* **Given request**
Please change "jersey" to "shirt" throughout the records below, keeping every other line as it is, and leave the pictures out.

-- Start --

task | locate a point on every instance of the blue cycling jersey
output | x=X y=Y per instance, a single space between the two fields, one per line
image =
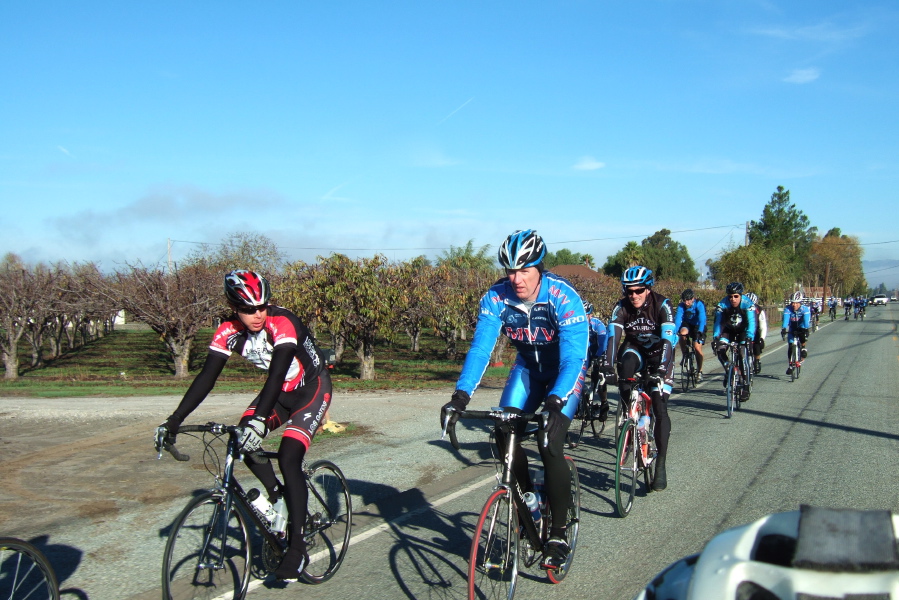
x=598 y=339
x=741 y=318
x=551 y=336
x=797 y=319
x=690 y=315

-- End --

* **Task result**
task | locate a point on every instance of the blue cycling shirt
output | x=X y=Y per instance, a single space between the two fields, one per line
image =
x=598 y=339
x=741 y=318
x=551 y=336
x=797 y=319
x=690 y=315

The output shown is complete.